───── Data for this task ─────

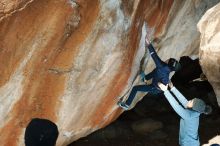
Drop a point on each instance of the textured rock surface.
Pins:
(209, 54)
(68, 61)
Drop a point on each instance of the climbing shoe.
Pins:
(123, 105)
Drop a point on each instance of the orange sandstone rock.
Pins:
(68, 61)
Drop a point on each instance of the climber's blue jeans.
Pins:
(143, 88)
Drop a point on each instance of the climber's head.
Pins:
(199, 105)
(174, 64)
(41, 132)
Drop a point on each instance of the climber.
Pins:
(159, 74)
(41, 132)
(189, 112)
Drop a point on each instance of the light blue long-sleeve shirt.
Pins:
(189, 122)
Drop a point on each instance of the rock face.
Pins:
(209, 27)
(68, 61)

─────

Work task | Starting at the line that contains "Drop a point on each instance of the climber.", output each remaining line of the listing, the last line included, exactly as it appears.

Task output |
Drop a point on each instance of the climber.
Pins:
(159, 74)
(41, 132)
(189, 112)
Drop a point on each instance of the light blue long-sleeve shirt.
Pins:
(189, 122)
Drop a point on each instance of the rock face.
Pins:
(209, 27)
(68, 61)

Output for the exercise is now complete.